= WORK INSTRUCTIONS =
Reproduce everything from the line containing "the green foliage" down to the end of the listing, scaling each answer coordinate by 0.3 and rounding to a whole number, with halves rounded up. Copy all other lines unchanged, including the sample points that show the format.

╭─ DATA SHOWN

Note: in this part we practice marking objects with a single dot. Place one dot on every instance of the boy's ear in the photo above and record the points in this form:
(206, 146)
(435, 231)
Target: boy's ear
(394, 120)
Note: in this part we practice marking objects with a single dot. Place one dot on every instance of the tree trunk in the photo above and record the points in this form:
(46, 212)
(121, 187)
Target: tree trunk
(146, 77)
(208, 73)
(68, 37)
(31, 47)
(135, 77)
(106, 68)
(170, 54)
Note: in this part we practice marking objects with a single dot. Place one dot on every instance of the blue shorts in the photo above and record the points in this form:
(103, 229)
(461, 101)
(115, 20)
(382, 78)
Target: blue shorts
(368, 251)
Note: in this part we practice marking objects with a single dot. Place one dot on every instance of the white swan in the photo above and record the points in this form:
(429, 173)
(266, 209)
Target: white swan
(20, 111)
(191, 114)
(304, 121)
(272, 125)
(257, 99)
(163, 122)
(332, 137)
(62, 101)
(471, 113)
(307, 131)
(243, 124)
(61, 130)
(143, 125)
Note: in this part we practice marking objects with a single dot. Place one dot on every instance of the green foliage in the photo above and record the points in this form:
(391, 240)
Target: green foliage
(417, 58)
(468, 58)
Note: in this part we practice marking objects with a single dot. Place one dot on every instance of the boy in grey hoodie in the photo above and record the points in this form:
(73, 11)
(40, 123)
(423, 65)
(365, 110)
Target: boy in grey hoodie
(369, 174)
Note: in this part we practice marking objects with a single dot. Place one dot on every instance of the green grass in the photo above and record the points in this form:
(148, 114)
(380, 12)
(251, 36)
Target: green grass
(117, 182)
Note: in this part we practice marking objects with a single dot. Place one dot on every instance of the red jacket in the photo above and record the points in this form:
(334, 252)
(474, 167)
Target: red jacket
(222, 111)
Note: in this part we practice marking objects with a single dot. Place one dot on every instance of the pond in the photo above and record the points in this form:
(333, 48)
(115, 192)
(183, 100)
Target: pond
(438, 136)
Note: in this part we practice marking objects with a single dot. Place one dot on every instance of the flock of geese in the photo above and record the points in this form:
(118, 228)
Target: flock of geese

╰─

= RESULT FOR THIS TASK =
Note: in this part we practice marking objects with a single dot. Place one dot on every instance of the green foliage in the photo above and record the points in this form:
(391, 240)
Target: green foliage
(125, 17)
(140, 17)
Note: in this part we practice marking objects with a single dot. Place one dot on every instance of the boy in grey hoodie in the photo above and record the points in this form:
(73, 11)
(40, 123)
(423, 65)
(365, 110)
Target: boy in grey hoodie
(111, 52)
Note: in this part we practice marking objects with a single dot. Place one dot on every instance of the green grass in the photo above and record the points in this form:
(148, 114)
(380, 12)
(251, 36)
Target: green grass
(35, 55)
Note: in this part we practice marking objects with a single dot. Place one dot on every instance of the red jacket in the photo above and record the points in this form:
(334, 252)
(474, 167)
Target: red jacket
(67, 33)
Note: in this part we practice marking objects with a single dot. Place one dot on every instance of the pond in the photo above and record the points in this form:
(333, 48)
(115, 192)
(183, 100)
Target: pond
(131, 41)
Note: in this part we practice marking objects with a single dot. Place one dot on every instance of the flock of geese in the photo above and record the points in this form:
(118, 228)
Target: flock of geese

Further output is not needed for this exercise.